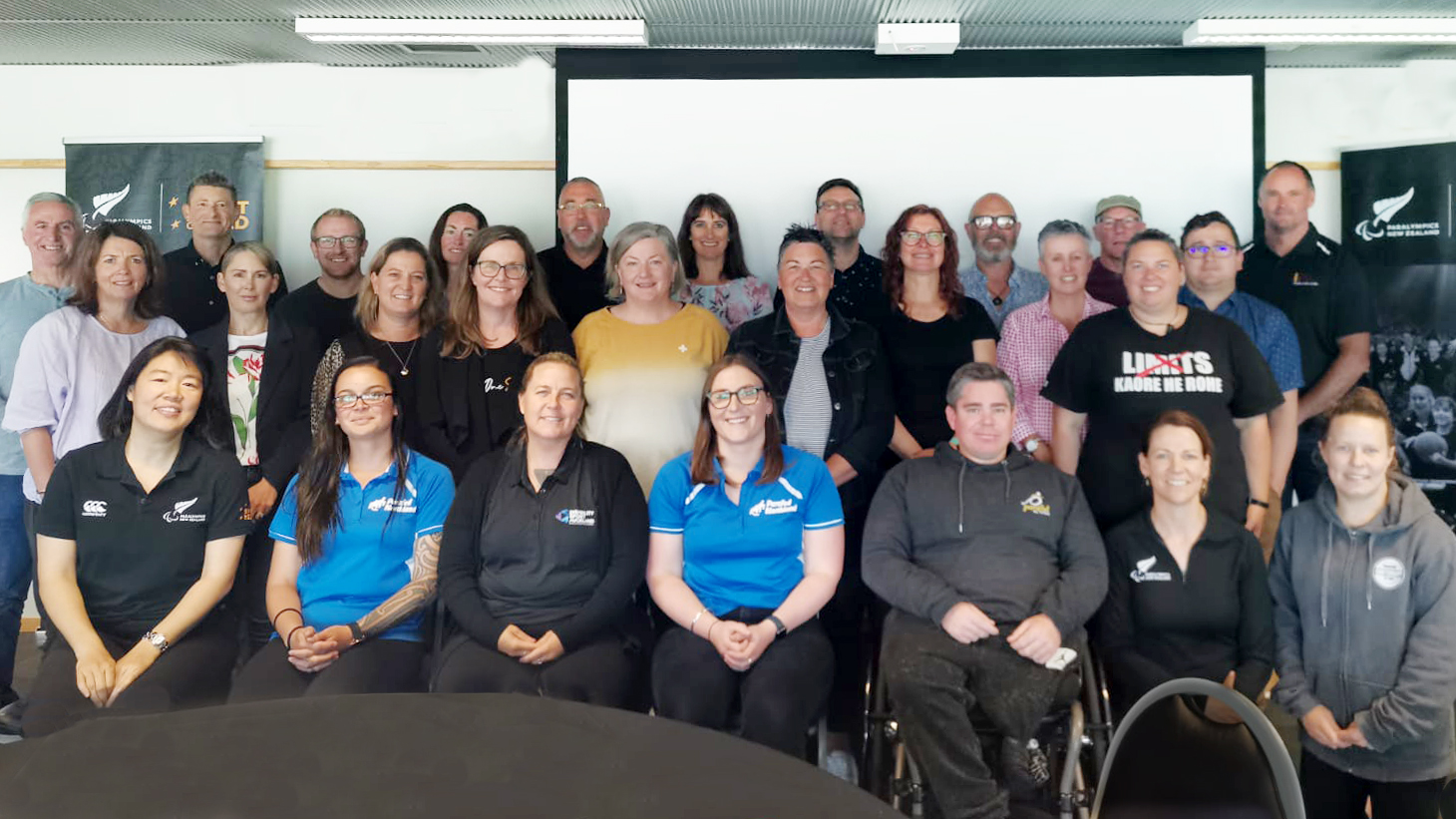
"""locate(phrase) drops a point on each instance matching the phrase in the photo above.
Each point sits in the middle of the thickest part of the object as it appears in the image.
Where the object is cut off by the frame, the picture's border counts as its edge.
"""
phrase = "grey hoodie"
(1013, 538)
(1364, 623)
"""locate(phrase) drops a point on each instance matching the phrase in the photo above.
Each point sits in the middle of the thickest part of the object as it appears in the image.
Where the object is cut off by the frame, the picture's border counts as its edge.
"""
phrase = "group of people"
(639, 477)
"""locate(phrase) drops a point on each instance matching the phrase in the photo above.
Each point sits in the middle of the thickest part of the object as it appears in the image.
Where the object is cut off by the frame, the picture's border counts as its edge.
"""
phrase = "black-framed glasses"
(326, 242)
(1205, 250)
(347, 400)
(933, 237)
(747, 397)
(491, 268)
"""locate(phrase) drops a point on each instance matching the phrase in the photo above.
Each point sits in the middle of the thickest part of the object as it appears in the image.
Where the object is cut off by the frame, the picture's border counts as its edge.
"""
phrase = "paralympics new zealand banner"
(146, 184)
(1398, 210)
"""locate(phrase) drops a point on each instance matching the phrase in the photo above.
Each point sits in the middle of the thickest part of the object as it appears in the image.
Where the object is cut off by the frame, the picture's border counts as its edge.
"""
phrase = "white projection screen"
(1053, 132)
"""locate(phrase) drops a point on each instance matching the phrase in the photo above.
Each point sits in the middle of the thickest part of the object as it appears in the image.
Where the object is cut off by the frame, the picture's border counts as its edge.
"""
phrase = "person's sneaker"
(842, 764)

□ □ □ □ □

**EXERCISE GOAL**
If the data includes images, omit them, and set down everything else exactly as above.

**WRITTEN SOLUTION**
"""locate(phrase) drops a point on each instance matching the phrase in the photo above.
Each point sits in the middle of the thickest part of the object as it appears in the image.
Where the object is cut off by the frame, the picture's border counts as its edge.
"""
phrase = "grey hoodie"
(1013, 538)
(1364, 623)
"""locate(phrase) drops a point on each instance matching the phrase in the photo above.
Each point sits in the middle of the thickest part of the object as it appears in the image.
Where the object is cut off by the frame, the picture's border counts as its edge.
"""
phrase = "group of people"
(639, 477)
"""locate(phrase) drops a point on each instance matching the phrase in the photo above.
Each point sits in the middle of the thickest part of the object as it appears in the image.
Where the object is cut off by the frame, the picture's border counts as its edge.
"""
phrase = "black-framed glasses"
(326, 242)
(1205, 250)
(347, 400)
(933, 237)
(747, 397)
(491, 268)
"""locate(phrase) drops a point on each instance matching the phrase in the photo above.
Each point sits in the middle of the thickest part of the object as it appears in the image.
Where the object is cut off by the frame, the picture's border counts as its edge.
"""
phrase = "paralympics new zealand banner"
(146, 184)
(1398, 210)
"""locate(phrase) drops a point on each instance matching the phrase in the photo above.
Each point sits in the middle of the thickest part of the object as it appears in the image.
Where the object is cut off by the frame, the picture's border counts as its edge.
"""
phrase = "white projection screen"
(1053, 132)
"""locate(phrase) drops a point on each instance matching the phrase in the photo above.
Each point sits in the middle of the thickest part of the object as it appears in the image.
Where the object is cut off by the frame, the picture's border counts as its edge.
"""
phrase = "person's sneaker"
(842, 764)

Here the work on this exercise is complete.